* [REQUIRED ACTION]: Retype only the stretch of lines that starts with the line containing "of the white" and ends with the last line of the records, both included, exactly.
[[ SOURCE INFORMATION open ]]
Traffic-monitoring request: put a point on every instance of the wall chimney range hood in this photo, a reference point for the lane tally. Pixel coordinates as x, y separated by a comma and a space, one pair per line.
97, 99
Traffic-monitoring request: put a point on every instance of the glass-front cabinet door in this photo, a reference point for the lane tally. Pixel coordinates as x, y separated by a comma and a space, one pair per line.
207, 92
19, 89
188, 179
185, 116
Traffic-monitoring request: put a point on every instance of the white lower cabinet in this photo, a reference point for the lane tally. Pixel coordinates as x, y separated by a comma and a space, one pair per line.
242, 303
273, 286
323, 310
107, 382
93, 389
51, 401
[[ SOURCE INFORMATION closed ]]
* [RESPONSE TO THE TASK]:
Traffic-monitoring request: put a point on every instance of the white lower cabinet in this photo, a reference point for the lane tally. Pixel coordinates as x, y separated by a comma and a space, one pair per line.
242, 303
273, 286
323, 310
107, 382
93, 389
51, 401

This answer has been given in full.